SHORT PROBLEM A:
Check each statement against the document versioning tutorial. Answer yes or no for each, and quote the words of the text that decide it. (i) The single-document approach can produce documents larger than MongoDB’s 16MB document size limit. (ii) The core document versioning pattern keeps current documents and historical revisions in one collection. (iii) The loan application example starts as a document requesting $500,000.

──────── EXCERPTED PASSAGE ────────

MongoDB Guests for MongoDB

Posted on Oct 14

Building With Patterns: Document Versioning for Financial Services

#webdev #programming #beginners #mongodb

This tutorial was written by Russell Epstein.

When you’re building applications for financial services and other highly regulated industries, storing just the current version of a document is typically not enough. A loan application that starts as a simple document requesting $200,000 might evolve through dozens of revisions with updated customer information, revised terms, compliance annotations, and underwriter adjustments before it’s finally approved. The challenge is preserving every single change along the way.

Unlike most applications where version history is a nice-to-have feature, financial services applications must maintain complete audit trails by design. Regulators expect to reconstruct exactly what happened at any point in time, compliance teams need to track who made which changes and why, and business users need both fast access to current data and the ability to investigate historical decisions.

This is where MongoDB’s Document Versioning Pattern becomes essential. While most applications only need to query the latest version of their data, financial institutions must maintain complete historical records that can withstand regulatory scrutiny, support audit requirements, and enable precise point-in-time reconstruction of business decisions.

The Document Versioning Pattern for financial services

While several versioning approaches exist, they often fall into two categories, each with significant limitations. The single-document approach embeds all historical versions within a single document, typically as an array of previous states (e.g., a “versions” field containing [{v1}, {v2}, {v3}]). This creates documents that grow indefinitely, and can exceed MongoDB’s 16MB document size limit. The single-collection approach stores all versions in one collection with a field indicating which document is current (e.g., “isCurrent”: true), requiring every query to filter for the current version and making it difficult to optimize indexes for both current and historical access patterns.

For financial services applications with their high document volumes, complex audit requirements, and need for both fast operational queries and comprehensive historical compliance data, a more sophisticated implementation might be necessary. The core document versioning pattern uses a two-collection architecture: one collection for current documents optimized for operational queries, and a second collection for complete historical revisions. This separation ensures that operational queries remain fast while maintaining complete audit trails.

──────── INPUT RECORDS ────────

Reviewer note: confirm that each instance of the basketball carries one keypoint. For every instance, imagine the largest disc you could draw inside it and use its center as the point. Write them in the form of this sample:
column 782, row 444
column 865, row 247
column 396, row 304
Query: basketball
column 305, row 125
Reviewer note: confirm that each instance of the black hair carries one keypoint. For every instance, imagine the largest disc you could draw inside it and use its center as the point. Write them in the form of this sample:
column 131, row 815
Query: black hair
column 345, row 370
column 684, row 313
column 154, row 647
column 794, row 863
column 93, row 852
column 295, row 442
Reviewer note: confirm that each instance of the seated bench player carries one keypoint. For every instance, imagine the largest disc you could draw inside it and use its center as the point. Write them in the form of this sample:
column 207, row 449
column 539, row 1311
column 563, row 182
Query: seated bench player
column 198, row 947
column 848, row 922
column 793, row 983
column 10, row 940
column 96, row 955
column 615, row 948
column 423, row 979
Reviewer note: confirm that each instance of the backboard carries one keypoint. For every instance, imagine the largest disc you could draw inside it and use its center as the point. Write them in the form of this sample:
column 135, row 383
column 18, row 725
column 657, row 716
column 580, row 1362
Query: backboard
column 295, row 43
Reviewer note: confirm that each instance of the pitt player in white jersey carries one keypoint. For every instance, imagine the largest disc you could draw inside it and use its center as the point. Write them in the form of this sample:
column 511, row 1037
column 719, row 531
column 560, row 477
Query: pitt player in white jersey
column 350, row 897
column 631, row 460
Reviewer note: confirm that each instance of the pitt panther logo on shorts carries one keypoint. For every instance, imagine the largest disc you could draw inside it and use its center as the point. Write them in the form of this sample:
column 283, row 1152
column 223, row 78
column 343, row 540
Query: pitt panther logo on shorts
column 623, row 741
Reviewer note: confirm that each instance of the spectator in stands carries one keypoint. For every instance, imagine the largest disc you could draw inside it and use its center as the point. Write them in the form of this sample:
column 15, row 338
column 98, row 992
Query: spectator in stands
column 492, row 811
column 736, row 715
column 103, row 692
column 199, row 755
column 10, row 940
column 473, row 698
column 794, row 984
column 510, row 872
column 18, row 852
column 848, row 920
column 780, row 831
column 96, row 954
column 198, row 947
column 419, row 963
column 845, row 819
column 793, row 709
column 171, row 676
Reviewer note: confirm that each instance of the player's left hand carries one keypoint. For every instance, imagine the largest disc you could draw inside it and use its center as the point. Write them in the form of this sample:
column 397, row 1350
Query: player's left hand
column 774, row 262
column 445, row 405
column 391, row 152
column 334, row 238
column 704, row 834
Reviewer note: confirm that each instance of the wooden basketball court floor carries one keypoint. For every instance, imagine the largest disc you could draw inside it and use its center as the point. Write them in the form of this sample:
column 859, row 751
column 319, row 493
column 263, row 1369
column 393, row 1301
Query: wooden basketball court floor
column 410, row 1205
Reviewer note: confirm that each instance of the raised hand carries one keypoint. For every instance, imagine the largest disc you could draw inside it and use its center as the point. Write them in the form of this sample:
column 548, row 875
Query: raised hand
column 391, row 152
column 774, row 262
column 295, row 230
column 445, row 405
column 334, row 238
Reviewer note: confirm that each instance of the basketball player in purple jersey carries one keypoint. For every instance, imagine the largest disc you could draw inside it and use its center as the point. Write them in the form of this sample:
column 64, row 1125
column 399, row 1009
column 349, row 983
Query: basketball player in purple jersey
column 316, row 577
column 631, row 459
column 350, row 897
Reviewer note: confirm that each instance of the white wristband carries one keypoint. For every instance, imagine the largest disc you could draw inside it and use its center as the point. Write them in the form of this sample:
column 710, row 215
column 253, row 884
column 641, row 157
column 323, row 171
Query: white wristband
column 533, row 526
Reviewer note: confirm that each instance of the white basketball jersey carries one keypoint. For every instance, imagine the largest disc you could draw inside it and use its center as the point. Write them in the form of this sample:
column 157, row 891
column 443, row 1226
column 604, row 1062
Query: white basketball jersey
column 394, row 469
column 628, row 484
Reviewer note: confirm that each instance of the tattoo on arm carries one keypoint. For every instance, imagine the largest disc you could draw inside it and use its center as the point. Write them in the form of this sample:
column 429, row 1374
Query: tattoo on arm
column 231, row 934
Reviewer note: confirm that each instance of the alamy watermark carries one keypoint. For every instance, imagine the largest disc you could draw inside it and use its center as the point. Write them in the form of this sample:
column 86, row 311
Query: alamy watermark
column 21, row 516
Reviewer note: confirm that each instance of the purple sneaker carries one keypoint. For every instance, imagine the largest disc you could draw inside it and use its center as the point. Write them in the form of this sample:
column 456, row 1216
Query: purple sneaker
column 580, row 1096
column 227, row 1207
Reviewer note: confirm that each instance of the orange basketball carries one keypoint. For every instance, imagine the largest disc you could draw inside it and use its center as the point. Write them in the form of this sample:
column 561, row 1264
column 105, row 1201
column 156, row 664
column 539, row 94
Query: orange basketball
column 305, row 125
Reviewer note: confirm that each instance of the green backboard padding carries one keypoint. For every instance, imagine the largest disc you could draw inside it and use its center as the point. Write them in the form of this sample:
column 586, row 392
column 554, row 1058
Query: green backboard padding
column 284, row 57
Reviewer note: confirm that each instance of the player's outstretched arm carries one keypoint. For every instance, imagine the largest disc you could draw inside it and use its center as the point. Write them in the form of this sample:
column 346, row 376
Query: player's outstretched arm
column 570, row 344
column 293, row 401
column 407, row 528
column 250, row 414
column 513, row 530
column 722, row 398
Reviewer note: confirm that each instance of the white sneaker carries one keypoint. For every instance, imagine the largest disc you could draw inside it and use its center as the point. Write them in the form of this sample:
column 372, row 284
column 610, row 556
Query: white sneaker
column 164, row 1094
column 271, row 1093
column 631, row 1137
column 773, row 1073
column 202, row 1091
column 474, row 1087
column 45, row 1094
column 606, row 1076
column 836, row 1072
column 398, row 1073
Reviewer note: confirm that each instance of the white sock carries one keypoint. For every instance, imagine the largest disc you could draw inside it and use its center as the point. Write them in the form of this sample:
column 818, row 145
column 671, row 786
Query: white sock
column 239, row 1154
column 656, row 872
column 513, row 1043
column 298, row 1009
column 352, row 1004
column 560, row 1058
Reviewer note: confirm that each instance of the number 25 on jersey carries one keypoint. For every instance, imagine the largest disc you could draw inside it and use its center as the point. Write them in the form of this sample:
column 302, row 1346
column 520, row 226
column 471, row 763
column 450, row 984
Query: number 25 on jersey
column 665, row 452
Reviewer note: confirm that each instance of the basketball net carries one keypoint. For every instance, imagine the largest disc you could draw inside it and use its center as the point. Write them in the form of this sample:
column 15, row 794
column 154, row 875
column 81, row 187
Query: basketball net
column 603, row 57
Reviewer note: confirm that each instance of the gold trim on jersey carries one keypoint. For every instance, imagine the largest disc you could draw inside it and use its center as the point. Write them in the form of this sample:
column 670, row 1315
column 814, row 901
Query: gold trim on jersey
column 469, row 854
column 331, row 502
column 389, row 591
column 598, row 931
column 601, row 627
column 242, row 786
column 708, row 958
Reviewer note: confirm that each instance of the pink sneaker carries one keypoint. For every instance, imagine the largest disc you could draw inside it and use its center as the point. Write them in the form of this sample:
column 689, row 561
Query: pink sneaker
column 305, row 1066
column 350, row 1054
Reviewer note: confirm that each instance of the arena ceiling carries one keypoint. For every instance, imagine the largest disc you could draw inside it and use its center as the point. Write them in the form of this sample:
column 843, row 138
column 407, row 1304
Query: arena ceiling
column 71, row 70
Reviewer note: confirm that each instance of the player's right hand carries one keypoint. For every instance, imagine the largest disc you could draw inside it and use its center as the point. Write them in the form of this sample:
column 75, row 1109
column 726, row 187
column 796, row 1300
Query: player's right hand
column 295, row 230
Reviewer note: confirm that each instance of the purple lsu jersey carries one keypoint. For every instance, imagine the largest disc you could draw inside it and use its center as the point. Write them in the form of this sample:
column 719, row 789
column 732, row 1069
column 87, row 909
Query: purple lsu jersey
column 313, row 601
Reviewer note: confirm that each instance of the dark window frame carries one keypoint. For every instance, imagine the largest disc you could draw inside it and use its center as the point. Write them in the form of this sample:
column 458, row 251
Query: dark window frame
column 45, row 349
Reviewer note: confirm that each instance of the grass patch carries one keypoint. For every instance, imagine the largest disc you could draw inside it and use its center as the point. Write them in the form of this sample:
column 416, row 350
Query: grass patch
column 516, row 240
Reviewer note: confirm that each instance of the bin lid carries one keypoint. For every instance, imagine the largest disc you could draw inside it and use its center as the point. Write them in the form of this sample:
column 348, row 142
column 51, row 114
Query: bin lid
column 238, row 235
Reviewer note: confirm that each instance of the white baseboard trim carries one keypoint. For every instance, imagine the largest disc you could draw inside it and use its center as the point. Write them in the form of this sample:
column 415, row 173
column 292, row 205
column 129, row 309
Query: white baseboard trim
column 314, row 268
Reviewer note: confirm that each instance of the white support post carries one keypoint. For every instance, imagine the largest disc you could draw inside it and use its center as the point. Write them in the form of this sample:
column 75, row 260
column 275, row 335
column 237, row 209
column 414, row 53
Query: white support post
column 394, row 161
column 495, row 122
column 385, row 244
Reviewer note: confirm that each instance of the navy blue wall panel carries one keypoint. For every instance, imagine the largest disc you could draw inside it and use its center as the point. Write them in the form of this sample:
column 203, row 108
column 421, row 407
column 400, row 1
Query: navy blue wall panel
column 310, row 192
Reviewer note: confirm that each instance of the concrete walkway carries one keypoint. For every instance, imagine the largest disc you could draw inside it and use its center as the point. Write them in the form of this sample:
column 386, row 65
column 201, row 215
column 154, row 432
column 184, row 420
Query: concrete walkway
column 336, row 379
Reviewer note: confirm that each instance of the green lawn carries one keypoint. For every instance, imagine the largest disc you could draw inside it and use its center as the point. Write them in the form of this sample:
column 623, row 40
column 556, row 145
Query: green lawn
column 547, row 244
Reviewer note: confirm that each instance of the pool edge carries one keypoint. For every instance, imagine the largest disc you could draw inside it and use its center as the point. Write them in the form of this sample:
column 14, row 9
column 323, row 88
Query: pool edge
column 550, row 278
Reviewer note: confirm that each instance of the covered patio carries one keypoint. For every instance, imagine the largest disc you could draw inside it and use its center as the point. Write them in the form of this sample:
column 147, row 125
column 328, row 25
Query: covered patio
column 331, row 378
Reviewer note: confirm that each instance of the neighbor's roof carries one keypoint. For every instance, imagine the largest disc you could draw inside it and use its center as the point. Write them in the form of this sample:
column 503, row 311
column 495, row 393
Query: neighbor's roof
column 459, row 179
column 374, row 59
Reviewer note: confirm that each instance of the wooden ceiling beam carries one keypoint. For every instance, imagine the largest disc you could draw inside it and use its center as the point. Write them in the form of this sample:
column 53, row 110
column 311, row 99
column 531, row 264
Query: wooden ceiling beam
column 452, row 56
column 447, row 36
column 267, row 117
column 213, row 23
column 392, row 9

────────

SHORT PROBLEM B:
In the records, start at the line that has "Reviewer note: confirm that each instance of the white baseboard" and stop after the line that has "column 314, row 268". Rewrite those lines with "baseboard" swapped for "skirting board", leaving everything else unchanged.

WRITTEN ANSWER A:
(i) Yes: "This creates documents that grow indefinitely, and can exceed MongoDB’s 16MB document size limit."
(ii) No: "The core document versioning pattern uses a two-collection architecture: one collection for current documents optimized for operational queries, and a second collection for complete historical revisions."
(iii) No: "A loan application that starts as a simple document requesting $200,000"

WRITTEN ANSWER B:
Reviewer note: confirm that each instance of the white skirting board trim carries one keypoint. For every instance, imagine the largest disc you could draw inside it and use its center as the point. Write them in the form of this sample:
column 415, row 173
column 292, row 205
column 129, row 309
Query: white skirting board trim
column 314, row 268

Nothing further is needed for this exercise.